» **Quoted passage**
Seeing the future: Google Glass and OCT research

8/12/2013 Eliot Sill, Engineering at Illinois

Professor Stephen Bliss and bioengineering graduate student Guillermo Monroy plan to use Google Glass as an interactive monitor for optical coherence tomography (OCT).

Written by Eliot Sill, Engineering at Illinois

Most research work students do at Illinois takes place here on campus. Some of the work they put in, however, happens by an abandoned warehouse on a dock of the San Francisco Bay. That's where bioengineering graduate student Guillermo Monroy traveled to pick up his new Google Glass, which he will put to use for the research he’s doing on campus.

 

Guillermo Monroy wearing Google Glass
Guillermo Monroy wearing Google Glass
Monroy, who is working with ECE Professor Stephen Allen Boppart, won the opportunity to purchase the glasses through a contest held by Google called “If I Had Glass.” 

 

Google is crowdsourcing the application design process by selecting 8,000 applicants from the If I Had Glass contest to be “Glass Explorers” and program applications for the device. Entrants were to submit a 50-word application denoted by the hashtag #ifihadglass to Google via the Internet superpower's own social networking site, Google +. The application prompt was simple: What would you do if given the opportunity to use and program an application for Google Glass?

 

Monroy thought of his research project. Led by Boppart, the Abel Bliss Professor of Engineering, the project focuses on Optical Coherence Tomography (OCT) imaging, a developing technology similar to ultrasound, only it uses light, instead of sound, to accrue data that it can turn into an image. Physicians could use OCT imaging alongside an otoscope or ophthalmoscope to administer ear and eye examinations of higher quality.

 

The images – unlike those of an otoscope, which are seen through the device’s lens – need to be displayed on a monitor. One current model has the imaging set up on a computer monitor, and another requires mounting the monitor on the handheld device itself. Monroy thinks Google Glass can be that monitor, which would allow for physicians to stay as focused on the patient as possible.

 

“Our first version was to have the display on the back of the device,” Boppart said. “I still think that's a viable way, but I think the next step beyond that is when people and the physician will be constantly needing to call up information, so having the voice commands to call up charts, call up data, show this, show that, and have that even as the physician is examining the patient. I think that's going to be the next generation.”

 

Stephen Allen Boppart
Stephen Allen Boppart
Monroy had Boppart's full support in implementing Glass into the research project because the application could help bring OCT scanning to clinics faster and in a more effective capacity. Boppart has been working with OCT for about 20 years, and said it has become the “gold standard” for eye care.

 

OCT imaging also has use in treating otitis media, commonly known as ear infections, and Boppart’s team would like to see this become the gold standard for ear treatment as well. Chronic otitis media is characterized by the presence of a biofilm on the tympanic membrane and in the middle ear. An otoscope would not be able to detect this biofilm, whereas an OCT scan could. While otoscopy can identify ears that are currently dealing with infection, OCT scanning can identify an ear that is becoming infected, or has been previously infected and is prone to do so again.

» **Work request**
According to the Google Glass article, how many applicants did Google select from its contest to become "Glass Explorers"?

» **Records provided**
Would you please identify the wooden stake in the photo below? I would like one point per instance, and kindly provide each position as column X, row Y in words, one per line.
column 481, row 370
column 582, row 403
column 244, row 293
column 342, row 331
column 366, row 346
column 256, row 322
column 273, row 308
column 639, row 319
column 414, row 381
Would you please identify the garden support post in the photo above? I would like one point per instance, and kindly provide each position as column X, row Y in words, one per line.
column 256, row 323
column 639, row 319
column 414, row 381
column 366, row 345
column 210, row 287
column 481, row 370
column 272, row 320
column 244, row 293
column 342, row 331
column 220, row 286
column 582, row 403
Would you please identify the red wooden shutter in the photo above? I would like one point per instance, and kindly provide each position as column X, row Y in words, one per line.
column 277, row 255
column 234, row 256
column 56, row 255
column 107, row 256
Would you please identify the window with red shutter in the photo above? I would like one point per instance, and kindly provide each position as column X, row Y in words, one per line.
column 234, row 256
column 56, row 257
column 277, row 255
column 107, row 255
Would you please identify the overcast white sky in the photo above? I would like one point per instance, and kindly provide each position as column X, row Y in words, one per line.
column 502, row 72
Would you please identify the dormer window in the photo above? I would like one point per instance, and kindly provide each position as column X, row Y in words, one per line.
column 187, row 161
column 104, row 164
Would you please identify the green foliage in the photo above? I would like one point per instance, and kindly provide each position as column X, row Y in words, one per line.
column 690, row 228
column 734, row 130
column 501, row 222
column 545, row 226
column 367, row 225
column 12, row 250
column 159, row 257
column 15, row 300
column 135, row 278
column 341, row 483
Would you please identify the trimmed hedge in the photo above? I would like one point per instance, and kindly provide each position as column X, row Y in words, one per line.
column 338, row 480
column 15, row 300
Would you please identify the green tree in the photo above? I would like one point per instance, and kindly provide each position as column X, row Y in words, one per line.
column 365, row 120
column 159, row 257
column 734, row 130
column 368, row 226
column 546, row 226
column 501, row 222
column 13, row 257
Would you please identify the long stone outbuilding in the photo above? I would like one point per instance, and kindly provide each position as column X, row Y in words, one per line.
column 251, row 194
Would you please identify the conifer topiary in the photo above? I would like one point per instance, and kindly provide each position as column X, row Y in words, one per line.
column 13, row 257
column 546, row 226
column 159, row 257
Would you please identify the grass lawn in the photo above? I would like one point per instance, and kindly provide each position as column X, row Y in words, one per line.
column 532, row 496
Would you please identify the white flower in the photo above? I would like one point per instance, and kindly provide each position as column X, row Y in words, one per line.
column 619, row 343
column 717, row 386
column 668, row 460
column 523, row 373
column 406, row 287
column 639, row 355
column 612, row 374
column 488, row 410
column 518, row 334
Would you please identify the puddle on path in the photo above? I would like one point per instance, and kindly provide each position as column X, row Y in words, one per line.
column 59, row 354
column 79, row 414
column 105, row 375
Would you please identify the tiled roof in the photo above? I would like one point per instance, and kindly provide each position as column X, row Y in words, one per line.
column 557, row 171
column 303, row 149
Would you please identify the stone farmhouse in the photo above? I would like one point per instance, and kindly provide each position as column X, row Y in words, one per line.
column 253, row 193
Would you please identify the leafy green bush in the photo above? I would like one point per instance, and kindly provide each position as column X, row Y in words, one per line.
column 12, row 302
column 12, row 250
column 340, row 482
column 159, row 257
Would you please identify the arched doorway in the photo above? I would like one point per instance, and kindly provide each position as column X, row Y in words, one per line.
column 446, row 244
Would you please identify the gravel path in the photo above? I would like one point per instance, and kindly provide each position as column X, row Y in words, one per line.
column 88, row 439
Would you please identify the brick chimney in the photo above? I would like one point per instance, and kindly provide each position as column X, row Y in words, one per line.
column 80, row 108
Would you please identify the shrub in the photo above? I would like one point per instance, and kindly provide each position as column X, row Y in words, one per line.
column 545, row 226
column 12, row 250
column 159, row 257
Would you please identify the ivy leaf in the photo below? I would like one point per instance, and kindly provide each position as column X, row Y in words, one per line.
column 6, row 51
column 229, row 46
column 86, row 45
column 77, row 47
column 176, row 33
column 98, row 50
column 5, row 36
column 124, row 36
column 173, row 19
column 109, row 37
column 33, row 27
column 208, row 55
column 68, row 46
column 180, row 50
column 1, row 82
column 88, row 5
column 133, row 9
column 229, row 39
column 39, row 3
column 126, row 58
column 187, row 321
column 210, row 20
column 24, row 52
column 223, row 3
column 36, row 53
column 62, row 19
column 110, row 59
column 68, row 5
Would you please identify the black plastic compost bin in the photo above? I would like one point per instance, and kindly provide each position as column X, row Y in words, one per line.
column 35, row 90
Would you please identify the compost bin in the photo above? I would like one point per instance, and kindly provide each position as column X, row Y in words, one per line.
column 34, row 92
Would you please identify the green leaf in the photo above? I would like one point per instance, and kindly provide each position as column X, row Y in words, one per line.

» **Task result**
8,000